**OBJECTIVE**
Please put every line of the records below into a numbered list, leaving out any blank lines.

**GIVEN DATA**
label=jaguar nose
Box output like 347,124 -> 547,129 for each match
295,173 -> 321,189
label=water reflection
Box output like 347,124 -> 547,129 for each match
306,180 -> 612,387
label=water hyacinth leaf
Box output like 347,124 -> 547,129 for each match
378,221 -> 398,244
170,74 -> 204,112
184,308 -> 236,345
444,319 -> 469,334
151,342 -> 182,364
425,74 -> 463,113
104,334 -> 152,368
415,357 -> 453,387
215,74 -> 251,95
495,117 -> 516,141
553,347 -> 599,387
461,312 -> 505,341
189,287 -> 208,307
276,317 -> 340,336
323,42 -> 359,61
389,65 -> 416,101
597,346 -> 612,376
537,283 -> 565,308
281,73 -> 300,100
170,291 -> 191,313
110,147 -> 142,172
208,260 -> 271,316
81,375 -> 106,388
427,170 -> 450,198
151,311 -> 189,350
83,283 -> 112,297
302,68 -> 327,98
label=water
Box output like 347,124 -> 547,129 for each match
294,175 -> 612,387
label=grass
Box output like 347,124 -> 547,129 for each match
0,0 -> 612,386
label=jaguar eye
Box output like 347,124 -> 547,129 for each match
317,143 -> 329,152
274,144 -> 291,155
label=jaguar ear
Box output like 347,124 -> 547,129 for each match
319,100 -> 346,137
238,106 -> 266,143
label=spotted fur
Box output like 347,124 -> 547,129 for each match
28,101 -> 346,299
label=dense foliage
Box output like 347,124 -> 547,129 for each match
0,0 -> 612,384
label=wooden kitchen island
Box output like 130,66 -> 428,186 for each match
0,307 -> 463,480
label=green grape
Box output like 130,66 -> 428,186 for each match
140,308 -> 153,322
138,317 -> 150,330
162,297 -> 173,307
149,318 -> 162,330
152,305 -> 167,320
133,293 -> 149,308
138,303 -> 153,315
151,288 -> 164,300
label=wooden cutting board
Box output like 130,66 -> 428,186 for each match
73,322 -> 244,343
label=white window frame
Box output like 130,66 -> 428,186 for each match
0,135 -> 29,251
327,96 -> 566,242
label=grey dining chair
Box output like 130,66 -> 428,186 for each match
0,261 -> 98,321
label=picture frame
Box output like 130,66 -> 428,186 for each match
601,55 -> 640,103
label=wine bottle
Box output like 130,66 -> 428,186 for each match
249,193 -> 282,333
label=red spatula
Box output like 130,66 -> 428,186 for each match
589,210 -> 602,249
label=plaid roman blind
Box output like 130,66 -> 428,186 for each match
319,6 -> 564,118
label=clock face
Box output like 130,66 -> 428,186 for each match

**COMPLETE RESPONSE**
1. label=jaguar nose
2. Box output like 347,124 -> 547,129 for each match
3. 295,173 -> 321,189
4. label=water reflection
5. Box output like 347,124 -> 547,129 for each match
6. 306,180 -> 612,387
7. label=water hyacinth leaf
8. Box output like 347,124 -> 547,129 for each match
9. 378,221 -> 398,244
10. 170,74 -> 204,112
11. 184,308 -> 236,345
12. 444,319 -> 469,334
13. 151,342 -> 182,364
14. 425,74 -> 463,113
15. 104,334 -> 152,368
16. 415,357 -> 453,387
17. 215,74 -> 251,95
18. 495,117 -> 516,141
19. 553,347 -> 599,387
20. 461,312 -> 505,341
21. 189,287 -> 208,307
22. 276,317 -> 340,336
23. 323,42 -> 359,61
24. 389,65 -> 416,101
25. 597,346 -> 612,376
26. 537,283 -> 565,308
27. 281,73 -> 300,100
28. 170,291 -> 191,313
29. 110,147 -> 142,172
30. 208,260 -> 271,316
31. 81,375 -> 106,388
32. 427,170 -> 450,198
33. 151,311 -> 189,350
34. 83,283 -> 112,297
35. 302,68 -> 327,98
36. label=water
37. Box output like 347,124 -> 547,129 for each match
38. 294,175 -> 612,387
39. label=grass
40. Box output like 347,124 -> 547,129 for each match
41. 0,0 -> 612,386
42. label=jaguar eye
43. Box output like 347,124 -> 547,129 for each match
44. 317,143 -> 329,152
45. 274,144 -> 291,155
46. label=jaguar ear
47. Box output like 347,124 -> 547,129 for each match
48. 319,100 -> 346,137
49. 238,106 -> 266,143
50. label=spotted fur
51. Box output like 347,124 -> 547,129 for each match
52. 28,101 -> 346,299
53. label=dense foliage
54. Box output like 347,124 -> 547,129 for each match
55. 0,0 -> 612,384
56. label=wooden kitchen island
57. Box output like 130,66 -> 428,186 for each match
58. 0,307 -> 463,480
59. label=green grape
60. Box output like 130,66 -> 428,186 for each match
61. 140,308 -> 153,322
62. 138,317 -> 150,330
63. 162,297 -> 173,307
64. 149,318 -> 162,330
65. 152,305 -> 167,320
66. 133,293 -> 149,308
67. 138,303 -> 153,315
68. 151,288 -> 164,300
69. label=wooden cutting board
70. Box output like 130,66 -> 428,186 for each match
71. 73,322 -> 244,343
72. label=white window frame
73. Box output like 130,66 -> 428,186 for each match
74. 0,135 -> 29,251
75. 327,96 -> 566,242
76. label=grey dining chair
77. Box output like 130,66 -> 428,186 for each match
78. 0,261 -> 98,321
79. label=picture frame
80. Box output like 130,66 -> 428,186 for each match
81. 601,55 -> 640,103
82. label=wine bottle
83. Box output like 130,66 -> 428,186 for each match
84. 249,193 -> 282,333
85. label=red spatula
86. Box output like 130,66 -> 428,186 for each match
87. 589,210 -> 602,249
88. label=plaid roman blind
89. Box output like 130,66 -> 428,186 for each match
90. 319,6 -> 564,118
91. label=clock face
92. Box output like 130,66 -> 428,186 for each match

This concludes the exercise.